▶ **About this task**:
Please return each of the entries below exactly as they appear.

=== Section Start ===

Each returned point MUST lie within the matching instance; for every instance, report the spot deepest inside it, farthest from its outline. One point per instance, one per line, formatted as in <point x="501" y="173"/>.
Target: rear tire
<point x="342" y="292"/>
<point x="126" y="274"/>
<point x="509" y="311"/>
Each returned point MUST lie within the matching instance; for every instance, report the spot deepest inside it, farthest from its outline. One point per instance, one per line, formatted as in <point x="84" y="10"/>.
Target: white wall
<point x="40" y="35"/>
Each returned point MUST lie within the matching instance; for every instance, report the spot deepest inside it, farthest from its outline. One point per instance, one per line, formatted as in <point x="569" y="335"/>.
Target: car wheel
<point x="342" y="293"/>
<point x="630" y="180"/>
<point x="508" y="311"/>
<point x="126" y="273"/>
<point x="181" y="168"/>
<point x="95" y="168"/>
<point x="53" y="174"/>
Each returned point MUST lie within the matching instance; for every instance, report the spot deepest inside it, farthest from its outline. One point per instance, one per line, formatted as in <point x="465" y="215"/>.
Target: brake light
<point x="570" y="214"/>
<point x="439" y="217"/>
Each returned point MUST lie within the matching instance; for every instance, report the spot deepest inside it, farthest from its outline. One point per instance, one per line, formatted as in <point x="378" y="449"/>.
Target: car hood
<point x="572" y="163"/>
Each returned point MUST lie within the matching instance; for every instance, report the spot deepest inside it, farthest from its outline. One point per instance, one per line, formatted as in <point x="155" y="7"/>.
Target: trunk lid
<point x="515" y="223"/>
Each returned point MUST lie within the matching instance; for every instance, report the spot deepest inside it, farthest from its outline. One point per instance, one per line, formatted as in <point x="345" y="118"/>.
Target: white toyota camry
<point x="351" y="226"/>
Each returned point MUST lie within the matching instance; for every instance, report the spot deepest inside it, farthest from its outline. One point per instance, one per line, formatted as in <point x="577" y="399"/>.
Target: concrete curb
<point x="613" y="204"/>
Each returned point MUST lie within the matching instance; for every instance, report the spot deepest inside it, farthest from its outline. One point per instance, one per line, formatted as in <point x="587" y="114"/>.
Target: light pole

=== Section End ===

▶ **Result**:
Each returned point MUST lie within the matching instance; for every instance, report the spot deepest inside it, farthest from its outline. One point per instance, one per line, formatted as in <point x="501" y="173"/>.
Target: rear tire
<point x="342" y="292"/>
<point x="126" y="274"/>
<point x="509" y="311"/>
Each returned point MUST lie within the matching instance; for every instance, report the spot deepest inside it, farthest from its outline. One point per instance, one per line, formatted as in <point x="84" y="10"/>.
Target: white wall
<point x="40" y="35"/>
Each returned point MUST lie within the matching instance; for every instance, report the spot deepest inside it, farthest from its outline. One point per instance, one per line, formatted as in <point x="569" y="335"/>.
Target: car wheel
<point x="342" y="293"/>
<point x="630" y="180"/>
<point x="508" y="311"/>
<point x="126" y="273"/>
<point x="181" y="168"/>
<point x="95" y="168"/>
<point x="53" y="174"/>
Each returned point MUST lie within the matching instance; for every instance, report the spot deepest inside it, farthest from its outline. One point per instance, one per line, formatted as in <point x="465" y="215"/>.
Target: brake light
<point x="570" y="214"/>
<point x="439" y="217"/>
Each returned point MUST lie within the matching instance; for every instance, report the spot deepest inside it, farthest from its outline. One point per instance, one per line, formatted as in <point x="378" y="449"/>.
Target: car hood
<point x="572" y="163"/>
Each returned point MUST lie within the matching instance; for every instance, report the spot deepest inside it, farthest from its outline. One point per instance, one per line, formatted as in <point x="155" y="7"/>.
Target: trunk lid
<point x="515" y="223"/>
Each returned point MUST lie within the matching instance; for every instance, report the spot deepest inside it, farthest from its outline. One point per instance, one per line, formatted as in <point x="345" y="118"/>.
Target: white toyota camry
<point x="351" y="226"/>
Each returned point MUST lie within the matching instance; for every instance, report the spot deepest inside it, farthest from its outline. One point per instance, one per line, formatted as in <point x="577" y="399"/>.
Target: concrete curb
<point x="613" y="204"/>
Each returned point MUST lie within the matching instance; for every instance, report the spot deepest inside it, farthest from its outline. One point per instance, one per line, formatted as in <point x="587" y="114"/>.
Target: light pole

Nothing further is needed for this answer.